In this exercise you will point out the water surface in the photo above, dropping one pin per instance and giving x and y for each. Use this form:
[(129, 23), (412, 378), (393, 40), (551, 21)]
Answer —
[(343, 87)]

-------

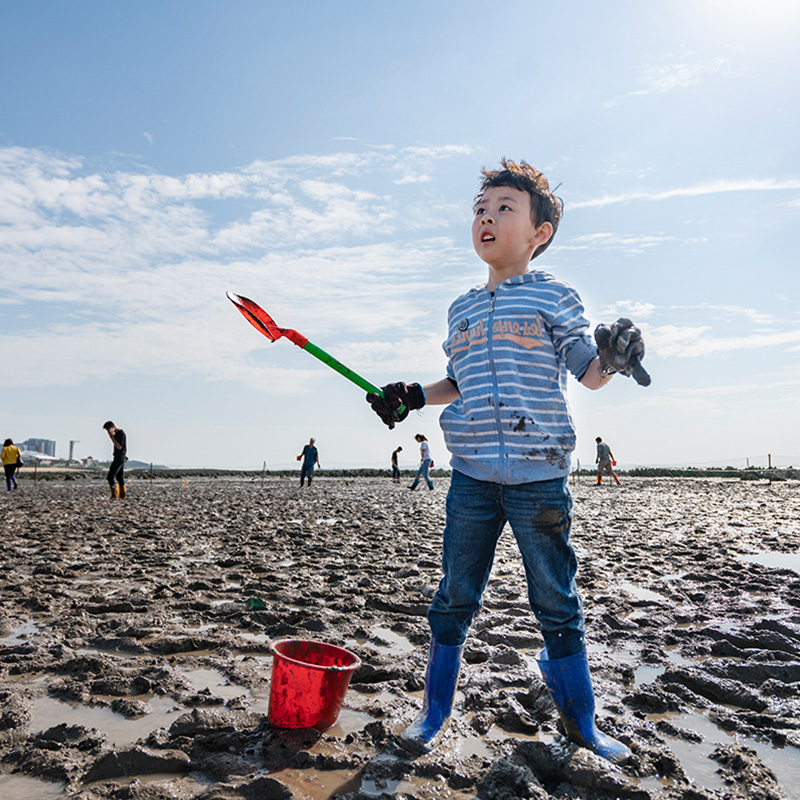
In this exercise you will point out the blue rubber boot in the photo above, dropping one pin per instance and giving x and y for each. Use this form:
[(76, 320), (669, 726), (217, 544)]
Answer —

-------

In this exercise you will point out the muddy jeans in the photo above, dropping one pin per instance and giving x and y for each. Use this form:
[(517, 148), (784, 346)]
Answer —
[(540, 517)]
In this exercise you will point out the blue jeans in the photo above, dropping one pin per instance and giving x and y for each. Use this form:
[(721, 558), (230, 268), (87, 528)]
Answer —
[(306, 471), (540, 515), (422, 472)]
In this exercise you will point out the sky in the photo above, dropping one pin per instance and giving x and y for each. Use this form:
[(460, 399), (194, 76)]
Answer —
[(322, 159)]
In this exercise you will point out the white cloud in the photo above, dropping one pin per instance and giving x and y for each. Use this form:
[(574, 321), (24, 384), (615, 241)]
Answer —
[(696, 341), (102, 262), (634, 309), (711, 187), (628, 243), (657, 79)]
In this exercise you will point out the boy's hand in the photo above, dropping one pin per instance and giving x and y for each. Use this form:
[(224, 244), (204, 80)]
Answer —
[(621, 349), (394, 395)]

-------

## 题目说明
以编号列表的形式给出上述数据中从含有“In this exercise you will point out the water”的那一行起、到含有“[(343, 87)]”的那一行为止（两端均包括在内）的各行，空行略去不计。

## 作答结果
1. In this exercise you will point out the water surface in the photo above, dropping one pin per instance and giving x and y for each. Use this form:
2. [(129, 23), (412, 378), (393, 40), (551, 21)]
3. Answer —
4. [(343, 87)]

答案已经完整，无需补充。